▸ GIVEN PASSAGE:
PokerStars.net LAPT Punta del Este Day 4: Nacho Barbero Scores Big

PokerStars.net LAPT Punta del Este Day 4: Nacho Barbero Scores Big 0001

The final eight players returned to the Mantra Resort on Saturday afternoon to play for the title of champion at the PokerStars.net Latin American Poker Tour Punta del Este. The battle was not for the faint of heart or the deep of stack, and Team PokerStars Pro Jose “Nacho” Barbero emerged from the ten-hour slugfest as the last man standing to earn himself a stout metal trophy and $273,330.

"All-in with ace-rag" was the recurring theme in the early stages of the final table, and the first elimination hand saw Barbero’s A 7 leading Roman Suarez’s A 5. Suarez was hoping to at least chop the pot, but the board of J Q 7 7 6 made Barbero the winning trips and sealed Suarez's eighth-place exit ($20,850).

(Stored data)
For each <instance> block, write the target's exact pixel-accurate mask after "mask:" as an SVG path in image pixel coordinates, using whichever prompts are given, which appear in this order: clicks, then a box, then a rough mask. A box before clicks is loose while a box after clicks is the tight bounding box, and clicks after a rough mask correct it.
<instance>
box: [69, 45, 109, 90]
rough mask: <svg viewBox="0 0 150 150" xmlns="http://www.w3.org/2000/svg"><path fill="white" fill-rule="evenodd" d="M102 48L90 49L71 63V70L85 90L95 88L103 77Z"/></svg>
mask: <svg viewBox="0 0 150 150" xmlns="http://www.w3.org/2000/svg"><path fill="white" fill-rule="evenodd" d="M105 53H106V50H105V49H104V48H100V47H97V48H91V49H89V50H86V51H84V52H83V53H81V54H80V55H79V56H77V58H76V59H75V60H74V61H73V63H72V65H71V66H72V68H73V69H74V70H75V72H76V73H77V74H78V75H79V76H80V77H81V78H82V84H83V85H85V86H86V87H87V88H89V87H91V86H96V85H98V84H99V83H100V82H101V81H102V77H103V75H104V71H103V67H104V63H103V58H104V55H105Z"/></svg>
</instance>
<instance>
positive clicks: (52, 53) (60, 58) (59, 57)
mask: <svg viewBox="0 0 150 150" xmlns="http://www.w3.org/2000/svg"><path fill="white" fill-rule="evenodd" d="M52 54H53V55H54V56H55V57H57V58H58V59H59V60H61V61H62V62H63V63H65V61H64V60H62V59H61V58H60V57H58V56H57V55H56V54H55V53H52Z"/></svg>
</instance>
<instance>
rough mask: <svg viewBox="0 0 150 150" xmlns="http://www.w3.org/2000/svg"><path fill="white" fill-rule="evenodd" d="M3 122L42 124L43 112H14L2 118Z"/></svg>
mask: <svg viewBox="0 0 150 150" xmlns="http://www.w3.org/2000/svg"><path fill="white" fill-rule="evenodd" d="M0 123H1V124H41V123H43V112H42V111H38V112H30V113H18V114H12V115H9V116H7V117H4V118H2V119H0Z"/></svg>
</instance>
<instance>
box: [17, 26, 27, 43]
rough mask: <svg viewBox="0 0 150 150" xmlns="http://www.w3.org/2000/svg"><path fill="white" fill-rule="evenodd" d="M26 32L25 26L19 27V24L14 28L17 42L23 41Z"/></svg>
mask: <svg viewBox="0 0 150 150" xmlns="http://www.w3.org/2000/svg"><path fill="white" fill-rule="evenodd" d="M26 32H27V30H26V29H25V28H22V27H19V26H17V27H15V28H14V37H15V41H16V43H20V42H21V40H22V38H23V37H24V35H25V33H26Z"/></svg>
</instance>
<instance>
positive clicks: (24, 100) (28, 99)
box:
* * *
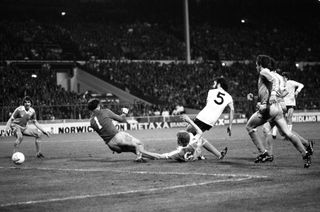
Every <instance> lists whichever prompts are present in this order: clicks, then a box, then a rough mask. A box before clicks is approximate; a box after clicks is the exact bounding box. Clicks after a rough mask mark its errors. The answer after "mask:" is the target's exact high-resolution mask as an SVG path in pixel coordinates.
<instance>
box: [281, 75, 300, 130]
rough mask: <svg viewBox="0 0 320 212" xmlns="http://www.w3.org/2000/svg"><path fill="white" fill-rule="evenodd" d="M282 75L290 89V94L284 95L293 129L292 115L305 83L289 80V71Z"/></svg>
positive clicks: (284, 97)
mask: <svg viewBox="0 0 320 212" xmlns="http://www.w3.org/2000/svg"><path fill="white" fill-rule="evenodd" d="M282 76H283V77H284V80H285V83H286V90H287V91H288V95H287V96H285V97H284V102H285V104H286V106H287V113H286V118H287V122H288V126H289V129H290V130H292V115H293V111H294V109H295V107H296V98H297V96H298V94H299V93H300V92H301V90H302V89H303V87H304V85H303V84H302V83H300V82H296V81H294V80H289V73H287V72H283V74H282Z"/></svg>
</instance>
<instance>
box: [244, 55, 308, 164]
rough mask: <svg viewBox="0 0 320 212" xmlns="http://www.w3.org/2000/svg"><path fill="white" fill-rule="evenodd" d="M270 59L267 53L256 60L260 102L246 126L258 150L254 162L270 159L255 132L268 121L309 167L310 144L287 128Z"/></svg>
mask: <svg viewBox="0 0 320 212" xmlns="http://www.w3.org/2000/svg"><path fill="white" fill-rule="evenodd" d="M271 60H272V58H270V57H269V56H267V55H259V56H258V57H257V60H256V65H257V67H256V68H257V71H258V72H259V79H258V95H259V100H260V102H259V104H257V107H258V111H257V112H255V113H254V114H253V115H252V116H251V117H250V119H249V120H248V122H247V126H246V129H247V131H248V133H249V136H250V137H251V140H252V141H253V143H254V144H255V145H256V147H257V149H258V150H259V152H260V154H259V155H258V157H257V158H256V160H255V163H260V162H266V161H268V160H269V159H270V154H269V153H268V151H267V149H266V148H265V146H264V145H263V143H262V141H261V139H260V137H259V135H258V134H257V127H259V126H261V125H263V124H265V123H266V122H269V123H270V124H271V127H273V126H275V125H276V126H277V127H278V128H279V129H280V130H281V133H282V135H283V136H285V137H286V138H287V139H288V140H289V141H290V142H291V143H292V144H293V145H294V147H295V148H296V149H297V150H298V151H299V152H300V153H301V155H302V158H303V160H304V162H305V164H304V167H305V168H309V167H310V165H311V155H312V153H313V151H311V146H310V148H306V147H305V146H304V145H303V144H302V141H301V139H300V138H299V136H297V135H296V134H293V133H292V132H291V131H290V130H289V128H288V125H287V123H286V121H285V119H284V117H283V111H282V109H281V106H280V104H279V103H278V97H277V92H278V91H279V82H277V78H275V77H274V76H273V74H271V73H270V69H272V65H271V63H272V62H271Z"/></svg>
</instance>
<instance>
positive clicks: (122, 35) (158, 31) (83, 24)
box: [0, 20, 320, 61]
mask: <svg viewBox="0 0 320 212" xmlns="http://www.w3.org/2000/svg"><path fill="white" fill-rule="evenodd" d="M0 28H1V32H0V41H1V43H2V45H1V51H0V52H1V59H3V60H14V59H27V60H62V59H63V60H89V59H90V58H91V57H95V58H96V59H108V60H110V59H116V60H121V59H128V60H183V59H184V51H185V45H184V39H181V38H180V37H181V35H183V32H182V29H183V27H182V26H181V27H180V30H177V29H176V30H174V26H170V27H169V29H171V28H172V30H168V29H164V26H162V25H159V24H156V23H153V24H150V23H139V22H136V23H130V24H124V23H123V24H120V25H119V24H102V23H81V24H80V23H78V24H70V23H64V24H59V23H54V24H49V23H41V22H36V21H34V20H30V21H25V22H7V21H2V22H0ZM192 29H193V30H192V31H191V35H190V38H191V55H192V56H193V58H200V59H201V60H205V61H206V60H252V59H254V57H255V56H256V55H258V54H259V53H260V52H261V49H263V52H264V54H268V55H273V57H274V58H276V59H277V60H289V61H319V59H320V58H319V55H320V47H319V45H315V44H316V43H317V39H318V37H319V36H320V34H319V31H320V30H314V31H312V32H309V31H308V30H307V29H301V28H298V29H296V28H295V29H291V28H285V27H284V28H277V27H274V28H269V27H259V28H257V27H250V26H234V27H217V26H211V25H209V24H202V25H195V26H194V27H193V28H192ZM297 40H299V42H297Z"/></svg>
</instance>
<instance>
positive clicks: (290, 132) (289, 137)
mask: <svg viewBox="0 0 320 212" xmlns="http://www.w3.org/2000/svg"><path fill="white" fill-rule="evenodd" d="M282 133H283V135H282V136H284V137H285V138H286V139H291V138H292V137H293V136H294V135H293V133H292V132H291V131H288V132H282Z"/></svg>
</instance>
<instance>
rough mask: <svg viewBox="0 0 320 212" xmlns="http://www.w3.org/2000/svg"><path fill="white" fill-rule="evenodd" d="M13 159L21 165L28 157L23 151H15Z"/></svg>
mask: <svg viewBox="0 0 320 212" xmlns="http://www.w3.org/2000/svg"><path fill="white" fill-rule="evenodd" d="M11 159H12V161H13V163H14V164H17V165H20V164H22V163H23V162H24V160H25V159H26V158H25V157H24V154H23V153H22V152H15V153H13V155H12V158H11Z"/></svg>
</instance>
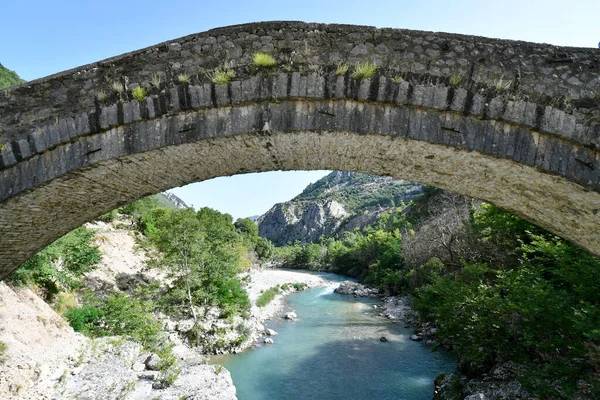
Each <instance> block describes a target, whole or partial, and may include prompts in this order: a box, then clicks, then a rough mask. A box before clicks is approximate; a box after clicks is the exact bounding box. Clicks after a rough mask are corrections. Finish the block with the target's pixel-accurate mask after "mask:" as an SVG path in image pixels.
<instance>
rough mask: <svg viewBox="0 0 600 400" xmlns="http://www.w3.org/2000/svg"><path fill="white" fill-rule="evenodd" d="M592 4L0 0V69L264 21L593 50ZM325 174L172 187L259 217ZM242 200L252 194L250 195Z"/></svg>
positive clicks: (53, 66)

▸ TASK TO CARRY OUT:
Continue the report on the LAPT Punta del Este final table from the point where it stops.

▸ TASK RESULT:
Bernardo Dias (seventh place, $31,270) was the next victim of the ace-rag fun fest when his A 6 could not overcome Andres Korn’s 7 7. Shortly thereafter, Marco Caicedo was next to bow out, although his weak ace was the better hand when the money went in. Caicedo put his stock in A 7, and Barbero called him down with K Q. The eventual champ paired up on the flop and tripped up on the river, and the board of Q J 9 6 Q ushered Caicedo out in sixth place ($41,690).

Daniela Zapiello (fifth place, $52,110) put on a fine show for her Brazilian fans, at times dominating the field full of men in what became quite a compelling plot line. Unfortunately though, the final table was not so kind to the 23-year-old with the contagious smile.

Just after an hour-long break, Zapiello saw her chip stack decimated by Korn's pocket aces. On the following hand, her small stack went in with Q 5, and sure enough, it was ace-rag that finished her off. Big stack Norbert Ludger was a favorite with A 8, but Zapiello pulled out to a big lead on the friendly flop of Q J K. The raggy 9 on fourth street didn’t change much, but the river 10 gave Ludger Broadway and forced Zapiello off the stage and into the arms of her friends on the rail.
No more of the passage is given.